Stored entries
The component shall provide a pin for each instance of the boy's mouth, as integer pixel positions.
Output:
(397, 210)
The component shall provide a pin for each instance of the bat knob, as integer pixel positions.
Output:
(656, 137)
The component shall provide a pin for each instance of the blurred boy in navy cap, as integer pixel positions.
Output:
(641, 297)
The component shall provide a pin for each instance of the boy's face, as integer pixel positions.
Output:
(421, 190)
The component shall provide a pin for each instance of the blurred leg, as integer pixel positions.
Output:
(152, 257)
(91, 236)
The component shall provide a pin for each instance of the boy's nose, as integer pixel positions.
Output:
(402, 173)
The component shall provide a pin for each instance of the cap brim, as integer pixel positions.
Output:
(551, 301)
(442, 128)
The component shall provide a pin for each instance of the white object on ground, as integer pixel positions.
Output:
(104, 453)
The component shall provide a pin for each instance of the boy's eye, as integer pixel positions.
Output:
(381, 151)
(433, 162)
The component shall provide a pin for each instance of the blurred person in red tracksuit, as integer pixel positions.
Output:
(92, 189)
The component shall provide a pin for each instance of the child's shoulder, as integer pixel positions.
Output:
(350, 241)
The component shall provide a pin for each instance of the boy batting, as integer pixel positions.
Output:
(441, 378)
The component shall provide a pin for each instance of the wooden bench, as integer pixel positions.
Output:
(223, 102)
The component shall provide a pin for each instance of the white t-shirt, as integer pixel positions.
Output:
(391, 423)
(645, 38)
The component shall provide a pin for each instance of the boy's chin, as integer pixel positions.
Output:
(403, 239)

▶ Task to complete: The records above are to be repeated in full, word for word.

▶ Result below:
The component shall provide a pin for each instance of the boy's mouth, as integer pixel positions.
Output:
(397, 210)
The component shall provide a pin for each instance of the bat knob, as integer pixel positions.
Output:
(656, 137)
The component shall provide a pin for each instance of the blurred boy in navy cap, as integer pixel positions.
Output:
(641, 297)
The component shall provide a pin for each instance of the boy's face, as integer pixel positions.
Output:
(421, 190)
The component shall provide a pin for each instance of the blurred leg, as integer pixel positions.
Output:
(152, 257)
(91, 236)
The component shall provide a pin for each instance of the boy's nose, as integer pixel positions.
Output:
(402, 173)
The component shall provide a pin for each instance of the cap brim, as integer pixel positions.
Output:
(551, 301)
(442, 128)
The component shall provide a pin for each instance of the white object on ground, as integer pixel positions.
Output:
(104, 453)
The component shall provide a pin for each instance of the boy's eye, as integer pixel positions.
Output:
(381, 151)
(433, 162)
The component shall provide a pin for each instance of the blurred person in red tracksuit, as integer pixel positions.
Output:
(92, 189)
The component shall provide a pin for each instance of the child's shoulder, as integer pixel positions.
Output:
(350, 241)
The component shall provide a pin for each instance of the boy batting, as integer pixel positions.
Output:
(441, 378)
The component shall provide a pin for each instance of the wooden bench, as integer pixel positions.
Output:
(223, 102)
The component shall provide a pin for each instance of the white t-shirt, as integer pixel positions.
Output:
(391, 423)
(645, 38)
The component shall provide a pin for each instance of the boy's chin, as integer pixel positions.
Output:
(403, 239)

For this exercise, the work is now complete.